**SOURCE DOCUMENT**
'''

Innovation Grants

Innovation Grants: July 2017

PI: Andrew Badley, MD
Mayo Clinic College of Medicine, Rochester, MN
$200,000 (#109593)
Ixazomib to reduce HIV reservoir size: Cells have a recycling mechanism that disposes of or reuses old proteins—the proteasome. If the proteasome is disrupted, these damaged proteins persist, clogging up the cell and eventually leading to cell death. Ixazomib is a drug that is currently used in multiple myeloma, a form of blood cancer. Dr. Andrew Badley proposes to conduct a clinical study to test the ability of the drug to reduce the viral reservoir, the main barrier to a cure. 

PI: Benjamin Burwitz, PhD
Oregon Health and Science University, Portland, OR
$199,948 (#109596)
Creation of CCR5 knockout Mauritian cynomolgus macaques for stem cell transplants:
The Berlin patient, the first and only patient so far to have been cured of HIV, received a stem cell transplant from a donor who was genetically resistant to HIV because the donor lacked a key HIV receptor, the protein CCR5.  The Berlin patient’s difficult medical history and complications have made it difficult to determine exactly what led to his cure: was it the stem cell transplant, the complications presented by his new immune system attacking HIV-infected cells as part of a transplant complication known as graft vs. host disease, the chemotherapy and radiation used in the transplant, or some combination of these? Dr. Benjamin Burwitz proposes to answer these questions by generating a monkey model lacking CCR5, enabling him to test the multiple hypotheses concerning the Berlin patient’s cure.

'''

**DATA EXTRACTS**
'''

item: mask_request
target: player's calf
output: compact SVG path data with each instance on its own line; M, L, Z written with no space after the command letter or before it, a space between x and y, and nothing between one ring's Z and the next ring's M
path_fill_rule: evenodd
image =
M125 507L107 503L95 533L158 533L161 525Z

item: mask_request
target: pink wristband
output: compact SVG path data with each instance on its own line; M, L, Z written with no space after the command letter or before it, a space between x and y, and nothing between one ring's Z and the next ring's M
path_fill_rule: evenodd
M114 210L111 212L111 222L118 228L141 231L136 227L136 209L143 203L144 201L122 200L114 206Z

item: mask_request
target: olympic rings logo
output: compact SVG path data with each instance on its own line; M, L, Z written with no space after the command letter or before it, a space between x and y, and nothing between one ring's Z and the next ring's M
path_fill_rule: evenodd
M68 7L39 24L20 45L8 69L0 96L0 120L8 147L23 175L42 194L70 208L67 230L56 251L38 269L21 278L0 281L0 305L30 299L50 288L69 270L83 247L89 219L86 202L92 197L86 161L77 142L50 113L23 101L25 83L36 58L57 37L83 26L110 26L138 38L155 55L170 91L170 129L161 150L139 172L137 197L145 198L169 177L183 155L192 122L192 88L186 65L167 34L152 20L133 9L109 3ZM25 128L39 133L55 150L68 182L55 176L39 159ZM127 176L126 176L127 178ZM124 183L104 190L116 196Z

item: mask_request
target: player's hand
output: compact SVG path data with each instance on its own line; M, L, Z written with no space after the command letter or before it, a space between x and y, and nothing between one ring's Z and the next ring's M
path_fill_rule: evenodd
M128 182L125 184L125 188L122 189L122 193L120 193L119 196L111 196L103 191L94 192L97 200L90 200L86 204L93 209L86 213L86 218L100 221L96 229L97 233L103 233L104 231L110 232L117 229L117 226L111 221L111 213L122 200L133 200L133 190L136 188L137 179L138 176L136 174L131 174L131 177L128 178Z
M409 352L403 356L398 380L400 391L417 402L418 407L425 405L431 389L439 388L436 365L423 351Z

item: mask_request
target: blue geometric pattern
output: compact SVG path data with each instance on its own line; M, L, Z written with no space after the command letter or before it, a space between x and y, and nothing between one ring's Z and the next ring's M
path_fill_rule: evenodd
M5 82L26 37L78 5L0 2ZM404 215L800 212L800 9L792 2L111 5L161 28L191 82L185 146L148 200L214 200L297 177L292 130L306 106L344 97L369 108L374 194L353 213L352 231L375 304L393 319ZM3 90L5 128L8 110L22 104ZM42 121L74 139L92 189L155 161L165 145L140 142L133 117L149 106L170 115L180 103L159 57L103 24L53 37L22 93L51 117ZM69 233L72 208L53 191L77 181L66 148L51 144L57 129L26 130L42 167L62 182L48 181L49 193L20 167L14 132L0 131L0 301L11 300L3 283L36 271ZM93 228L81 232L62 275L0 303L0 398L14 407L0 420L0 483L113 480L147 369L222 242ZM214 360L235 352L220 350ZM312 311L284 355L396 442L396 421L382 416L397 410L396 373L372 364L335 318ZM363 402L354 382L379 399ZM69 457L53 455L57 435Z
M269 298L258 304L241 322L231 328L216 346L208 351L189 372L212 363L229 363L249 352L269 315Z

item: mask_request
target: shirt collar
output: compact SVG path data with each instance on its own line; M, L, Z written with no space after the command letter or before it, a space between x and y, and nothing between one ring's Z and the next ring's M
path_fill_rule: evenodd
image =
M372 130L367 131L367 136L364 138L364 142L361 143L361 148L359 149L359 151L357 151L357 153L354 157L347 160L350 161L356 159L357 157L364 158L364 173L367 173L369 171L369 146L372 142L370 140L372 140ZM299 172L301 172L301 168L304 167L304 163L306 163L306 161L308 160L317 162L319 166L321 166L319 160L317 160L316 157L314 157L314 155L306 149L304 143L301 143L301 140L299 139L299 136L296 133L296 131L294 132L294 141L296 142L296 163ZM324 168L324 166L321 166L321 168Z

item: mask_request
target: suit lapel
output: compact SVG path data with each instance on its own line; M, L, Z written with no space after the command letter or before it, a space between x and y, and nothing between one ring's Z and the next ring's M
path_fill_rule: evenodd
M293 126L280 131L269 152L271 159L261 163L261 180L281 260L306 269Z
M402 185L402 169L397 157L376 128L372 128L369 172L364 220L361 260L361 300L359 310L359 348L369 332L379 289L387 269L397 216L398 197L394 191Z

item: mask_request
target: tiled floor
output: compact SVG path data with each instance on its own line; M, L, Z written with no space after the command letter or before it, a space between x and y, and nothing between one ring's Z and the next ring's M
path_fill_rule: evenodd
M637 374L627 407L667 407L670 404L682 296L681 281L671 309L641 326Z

'''

**WORK TASK A**
Can you summarize the grants listing in two sentences?
**WORK TASK B**
Print the grants listing between "Creation of CCR5" and "Berlin patient’s cure.", inclusive.

**WRITTEN ANSWER A**
In July 2017, Andrew Badley of the Mayo Clinic College of Medicine received a $200,000 innovation grant to conduct a clinical study testing whether ixazomib, a drug currently used in multiple myeloma, can reduce the HIV viral reservoir. Benjamin Burwitz of Oregon Health and Science University received $199,948 to generate a monkey model lacking CCR5 so he can test the multiple hypotheses concerning the Berlin patient's cure.

**WRITTEN ANSWER B**
Creation of CCR5 knockout Mauritian cynomolgus macaques for stem cell transplants:
The Berlin patient, the first and only patient so far to have been cured of HIV, received a stem cell transplant from a donor who was genetically resistant to HIV because the donor lacked a key HIV receptor, the protein CCR5.  The Berlin patient’s difficult medical history and complications have made it difficult to determine exactly what led to his cure: was it the stem cell transplant, the complications presented by his new immune system attacking HIV-infected cells as part of a transplant complication known as graft vs. host disease, the chemotherapy and radiation used in the transplant, or some combination of these? Dr. Benjamin Burwitz proposes to answer these questions by generating a monkey model lacking CCR5, enabling him to test the multiple hypotheses concerning the Berlin patient’s cure.